Answer these questions from the GROMACS trajectory tutorial below:
1. To what does ChemNetworks reduce the per-atom hydrogen bonding graph?
2. How many atoms does the simulated water box contain?
3. What does the .gro file supply?

▸ Source text
┏━━
GROMACS Trajectory Tutorial#
This tutorial explains in detail the
1k-water-100-frame_groxtc example input file,
covering how ChemNetworks reads GROMACS trajectories and reduces a per-atom hydrogen bonding graph to a per-molecule
network.
The System#
The trajectory is a box of 1,000 water molecules using a three-point model (3,000 atoms) simulated in GROMACS and stored
across two files: a .gro topology file and a .xtc binary coordinate file. The .gro file supplies the molecular
structure and atom naming for a single frame, while the .xtc file supplies the coordinates for all 100 frames. Read
together as a groxtc trajectory, each frame provides the mol_id, mol_type, atom_id, atom_type,x, y, and
z node attributes.
┗━━
▸ Data section
┏━━
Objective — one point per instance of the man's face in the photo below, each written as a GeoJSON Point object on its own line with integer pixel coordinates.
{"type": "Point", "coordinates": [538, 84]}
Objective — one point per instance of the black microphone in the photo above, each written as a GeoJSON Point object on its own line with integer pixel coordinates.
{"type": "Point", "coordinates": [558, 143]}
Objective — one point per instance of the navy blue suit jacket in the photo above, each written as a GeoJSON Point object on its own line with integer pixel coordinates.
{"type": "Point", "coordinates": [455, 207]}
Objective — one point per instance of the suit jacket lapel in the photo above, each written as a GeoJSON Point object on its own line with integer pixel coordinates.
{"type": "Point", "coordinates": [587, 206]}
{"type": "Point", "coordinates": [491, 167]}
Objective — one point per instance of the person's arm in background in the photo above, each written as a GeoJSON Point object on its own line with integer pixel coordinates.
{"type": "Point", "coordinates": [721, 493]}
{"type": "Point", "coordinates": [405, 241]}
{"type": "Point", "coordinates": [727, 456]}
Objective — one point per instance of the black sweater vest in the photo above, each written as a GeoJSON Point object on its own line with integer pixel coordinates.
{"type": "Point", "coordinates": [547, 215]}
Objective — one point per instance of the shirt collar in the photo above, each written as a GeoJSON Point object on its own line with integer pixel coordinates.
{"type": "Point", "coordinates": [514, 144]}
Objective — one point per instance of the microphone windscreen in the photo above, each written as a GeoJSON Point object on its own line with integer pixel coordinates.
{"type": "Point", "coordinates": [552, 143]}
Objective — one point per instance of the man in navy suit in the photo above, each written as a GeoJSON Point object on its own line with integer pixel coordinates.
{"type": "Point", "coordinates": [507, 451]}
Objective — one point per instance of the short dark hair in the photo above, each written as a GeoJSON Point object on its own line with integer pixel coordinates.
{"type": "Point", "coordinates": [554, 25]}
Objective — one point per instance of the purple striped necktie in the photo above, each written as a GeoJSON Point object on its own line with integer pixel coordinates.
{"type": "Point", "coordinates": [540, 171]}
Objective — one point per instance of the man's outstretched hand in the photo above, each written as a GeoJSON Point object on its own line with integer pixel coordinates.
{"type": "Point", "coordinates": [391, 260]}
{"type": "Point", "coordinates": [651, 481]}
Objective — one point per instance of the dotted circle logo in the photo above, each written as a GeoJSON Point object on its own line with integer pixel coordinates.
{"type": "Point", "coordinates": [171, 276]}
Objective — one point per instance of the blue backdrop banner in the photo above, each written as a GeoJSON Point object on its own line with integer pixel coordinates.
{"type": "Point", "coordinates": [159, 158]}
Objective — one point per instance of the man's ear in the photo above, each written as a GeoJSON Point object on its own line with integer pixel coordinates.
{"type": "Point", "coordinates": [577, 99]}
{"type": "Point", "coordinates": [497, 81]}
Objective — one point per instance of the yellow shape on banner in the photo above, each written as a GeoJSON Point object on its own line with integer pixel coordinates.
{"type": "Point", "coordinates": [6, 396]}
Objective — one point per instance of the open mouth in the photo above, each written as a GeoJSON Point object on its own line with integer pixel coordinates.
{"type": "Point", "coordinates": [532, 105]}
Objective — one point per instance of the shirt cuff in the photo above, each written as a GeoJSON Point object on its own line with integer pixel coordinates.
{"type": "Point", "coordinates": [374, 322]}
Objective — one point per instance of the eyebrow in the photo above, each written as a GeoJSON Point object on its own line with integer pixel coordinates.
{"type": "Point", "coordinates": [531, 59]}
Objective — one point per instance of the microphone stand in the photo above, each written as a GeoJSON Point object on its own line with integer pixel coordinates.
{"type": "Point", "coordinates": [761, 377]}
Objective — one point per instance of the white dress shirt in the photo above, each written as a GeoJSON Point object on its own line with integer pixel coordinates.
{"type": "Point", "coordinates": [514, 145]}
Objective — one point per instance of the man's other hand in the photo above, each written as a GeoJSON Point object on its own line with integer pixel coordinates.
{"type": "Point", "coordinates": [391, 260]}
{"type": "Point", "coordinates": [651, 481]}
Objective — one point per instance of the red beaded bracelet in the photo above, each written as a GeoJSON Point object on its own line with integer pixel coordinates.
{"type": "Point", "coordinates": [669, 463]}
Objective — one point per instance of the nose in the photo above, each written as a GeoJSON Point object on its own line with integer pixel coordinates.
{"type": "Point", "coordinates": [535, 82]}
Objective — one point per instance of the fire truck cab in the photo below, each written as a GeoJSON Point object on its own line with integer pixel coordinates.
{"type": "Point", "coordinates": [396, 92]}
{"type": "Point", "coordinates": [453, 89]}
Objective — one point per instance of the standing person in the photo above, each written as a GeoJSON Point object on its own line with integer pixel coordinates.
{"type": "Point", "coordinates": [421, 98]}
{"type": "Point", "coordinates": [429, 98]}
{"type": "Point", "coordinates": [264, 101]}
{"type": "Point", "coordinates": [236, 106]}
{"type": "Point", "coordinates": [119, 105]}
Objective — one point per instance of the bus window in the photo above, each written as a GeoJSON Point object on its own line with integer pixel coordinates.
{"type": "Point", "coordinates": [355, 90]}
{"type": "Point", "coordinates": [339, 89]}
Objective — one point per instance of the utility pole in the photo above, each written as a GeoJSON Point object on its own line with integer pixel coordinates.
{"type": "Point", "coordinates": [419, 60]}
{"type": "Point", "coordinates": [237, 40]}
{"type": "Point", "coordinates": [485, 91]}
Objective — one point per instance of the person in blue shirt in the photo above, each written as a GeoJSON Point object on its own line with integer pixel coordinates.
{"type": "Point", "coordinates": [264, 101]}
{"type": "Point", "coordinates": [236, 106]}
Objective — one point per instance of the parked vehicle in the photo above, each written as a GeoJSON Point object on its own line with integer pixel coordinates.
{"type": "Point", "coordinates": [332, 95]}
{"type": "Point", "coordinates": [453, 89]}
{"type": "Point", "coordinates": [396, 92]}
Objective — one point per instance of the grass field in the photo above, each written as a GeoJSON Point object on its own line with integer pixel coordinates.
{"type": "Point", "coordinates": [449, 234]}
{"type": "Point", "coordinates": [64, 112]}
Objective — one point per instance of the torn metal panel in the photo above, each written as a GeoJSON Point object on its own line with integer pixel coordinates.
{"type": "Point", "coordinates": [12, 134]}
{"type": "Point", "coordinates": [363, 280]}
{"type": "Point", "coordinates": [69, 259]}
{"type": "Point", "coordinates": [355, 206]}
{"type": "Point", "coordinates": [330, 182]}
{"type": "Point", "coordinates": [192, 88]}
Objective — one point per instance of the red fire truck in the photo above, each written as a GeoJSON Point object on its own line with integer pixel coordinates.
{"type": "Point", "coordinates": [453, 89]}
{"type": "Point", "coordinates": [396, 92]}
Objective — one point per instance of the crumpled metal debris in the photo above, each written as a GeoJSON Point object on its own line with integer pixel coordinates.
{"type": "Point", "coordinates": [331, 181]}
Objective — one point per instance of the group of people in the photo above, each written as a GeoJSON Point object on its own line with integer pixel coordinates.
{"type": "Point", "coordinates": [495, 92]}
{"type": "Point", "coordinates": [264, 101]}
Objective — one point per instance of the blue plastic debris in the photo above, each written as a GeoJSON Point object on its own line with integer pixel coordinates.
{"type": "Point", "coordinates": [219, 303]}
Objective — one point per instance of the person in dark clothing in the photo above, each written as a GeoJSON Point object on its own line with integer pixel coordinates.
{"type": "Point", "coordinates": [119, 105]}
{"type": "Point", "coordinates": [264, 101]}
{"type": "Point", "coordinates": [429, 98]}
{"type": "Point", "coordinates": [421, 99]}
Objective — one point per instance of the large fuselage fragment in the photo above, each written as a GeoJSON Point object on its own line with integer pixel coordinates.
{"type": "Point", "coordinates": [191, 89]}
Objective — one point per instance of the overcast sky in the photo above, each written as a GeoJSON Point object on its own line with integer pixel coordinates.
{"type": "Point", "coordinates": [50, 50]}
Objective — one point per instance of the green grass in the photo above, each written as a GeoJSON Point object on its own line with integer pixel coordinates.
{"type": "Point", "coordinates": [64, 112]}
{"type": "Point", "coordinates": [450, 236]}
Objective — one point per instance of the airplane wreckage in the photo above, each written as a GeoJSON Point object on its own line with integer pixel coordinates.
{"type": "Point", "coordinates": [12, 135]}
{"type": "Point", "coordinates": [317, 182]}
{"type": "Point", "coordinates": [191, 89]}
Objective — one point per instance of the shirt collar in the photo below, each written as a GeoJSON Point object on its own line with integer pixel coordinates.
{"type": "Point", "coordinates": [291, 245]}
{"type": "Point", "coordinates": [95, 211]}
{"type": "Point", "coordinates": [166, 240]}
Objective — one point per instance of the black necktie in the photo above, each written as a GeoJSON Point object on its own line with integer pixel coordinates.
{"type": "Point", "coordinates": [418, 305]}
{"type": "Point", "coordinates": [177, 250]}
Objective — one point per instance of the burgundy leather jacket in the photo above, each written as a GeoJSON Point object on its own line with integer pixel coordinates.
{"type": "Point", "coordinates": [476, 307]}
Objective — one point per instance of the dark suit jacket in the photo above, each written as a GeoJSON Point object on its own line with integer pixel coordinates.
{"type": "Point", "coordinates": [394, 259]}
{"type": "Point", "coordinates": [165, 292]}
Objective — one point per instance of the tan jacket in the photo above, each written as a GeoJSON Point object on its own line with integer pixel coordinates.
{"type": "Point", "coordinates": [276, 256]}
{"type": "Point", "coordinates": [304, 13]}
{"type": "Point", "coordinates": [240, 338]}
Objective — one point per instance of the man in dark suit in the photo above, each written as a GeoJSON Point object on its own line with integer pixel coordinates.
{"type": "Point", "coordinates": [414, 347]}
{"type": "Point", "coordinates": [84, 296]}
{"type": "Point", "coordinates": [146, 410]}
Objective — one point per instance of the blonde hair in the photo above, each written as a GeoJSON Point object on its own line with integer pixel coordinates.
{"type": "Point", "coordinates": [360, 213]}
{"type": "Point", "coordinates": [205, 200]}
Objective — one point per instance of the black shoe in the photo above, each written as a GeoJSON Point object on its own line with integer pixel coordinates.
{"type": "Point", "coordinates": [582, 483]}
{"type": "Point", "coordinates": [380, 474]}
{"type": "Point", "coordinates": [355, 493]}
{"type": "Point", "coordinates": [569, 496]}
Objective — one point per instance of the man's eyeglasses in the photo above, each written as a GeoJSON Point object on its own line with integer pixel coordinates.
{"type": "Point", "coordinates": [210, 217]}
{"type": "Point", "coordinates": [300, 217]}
┗━━
▸ Result of the task
1. A per-molecule network.
2. 3,000 atoms.
3. The molecular structure and atom naming for a single frame.